**WORK TO DO**
1. From the Indie Game Jam passage, copy out the section that begins at the words "I loved the concept of a" and stops after "Future War project.".
2. Using the Indie Game Jam passage, answer these questions:
(a) In what year was the Indie Game Jam founded?
(b) How many game developers took part in the first Indie Game Jam?
(c) Who joined in looking at the prototypes before work began on the Future War project?
3. Can you carry on the Indie Game Jam passage, picking up right after its final sentence?

**SOURCE TEXT**

We can’t take credit for the initial idea – that goes to the Indie Game Jam. Founded in 2002, the IGJ was a masterclass in rapid prototype development. They would meet once a year in California for just a few days, during which time they’d produce numerous game prototypes that demonstrated and explored one concept. The first IGJ involved 14 game developers and was based around a single concept – massive numbers of sprites on screen at once. They were exploiting the polygon pushing power of modern graphics cards – which can easily throw around millions of polygons per second without slowing down. Rather than using those polygons for 3d geometry and shapes, they attached sprites to every one of those polygons - giving them millions of sprites per second, every one of which represented a single character in the world. During just four days of work they produced twelve games using this technology. Once the sessions were over they published all the games they’d made, and that’s when these guys first came to my attention.
I loved the concept of a massive sprite army, and I loved the concept of controlling enormous battles from on high. Together with Andy Bainbridge we looked at all the prototypes, thought about a few ideas about how you’d control those huge armies, and started work on the Future War project.

**PROVIDED MATERIAL**
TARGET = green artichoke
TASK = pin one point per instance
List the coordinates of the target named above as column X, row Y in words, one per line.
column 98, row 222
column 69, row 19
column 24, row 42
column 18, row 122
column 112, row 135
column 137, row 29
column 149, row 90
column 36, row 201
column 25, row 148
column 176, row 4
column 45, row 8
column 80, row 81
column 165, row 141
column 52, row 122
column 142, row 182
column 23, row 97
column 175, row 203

**OUTPUTS IN ORDER**
1.
I loved the concept of a massive sprite army, and I loved the concept of controlling enormous battles from on high. Together with Andy Bainbridge we looked at all the prototypes, thought about a few ideas about how you’d control those huge armies, and started work on the Future War project.

2.
(a) 2002
(b) 14
(c) Andy Bainbridge

3.
The first six months
For around six months we’d come home from our day jobs and spend our evenings experimenting with whatever seemed interesting. We put 10,000 Doom sprites onto a landscape and had them roaming around at random. Inspired by the Spectrum classic “Chaos”, we gave players the ability to summon armies through vast portals, and then throw those armies at each other. We used whatever placeholder sprites and graphics we could get our hands on, often taking graphics from games like Doom and reusing them to represent our
armies. We were searching for a style of game to create – we knew it would involve big armies, but what exactly would you, the player, do with those armies, and how would you control them? At first it was great fun experimenting, but this central issue – how do you control 100,000 troops – rapidly became our biggest problem, and one that we wouldn’t solve for a long time.
In one of our many prototypes, the player took control of a jetpack powered individual who hovered around the landscape, directly controlled by the mouse. You could “grab” large numbers of sprites and then issue orders to them as a group. Our concept was that you’d control the battle by flying over the troops you wanted to control, and you’d navigate the map as a person, rather than a disembodied rts-style camera.
We also replaced the obviously copyrighted Doom sprites with our own placeholder – a simple 32x32 chunky
sprite which we called the Laser Trooper, seen in the above screenshot in yellow squares. We had no idea at the time that this quick scribble made in a few minutes in paint shop pro would become the central character of our game, and would be such an iconic graphic that we’d eventually employ him as our company mascot.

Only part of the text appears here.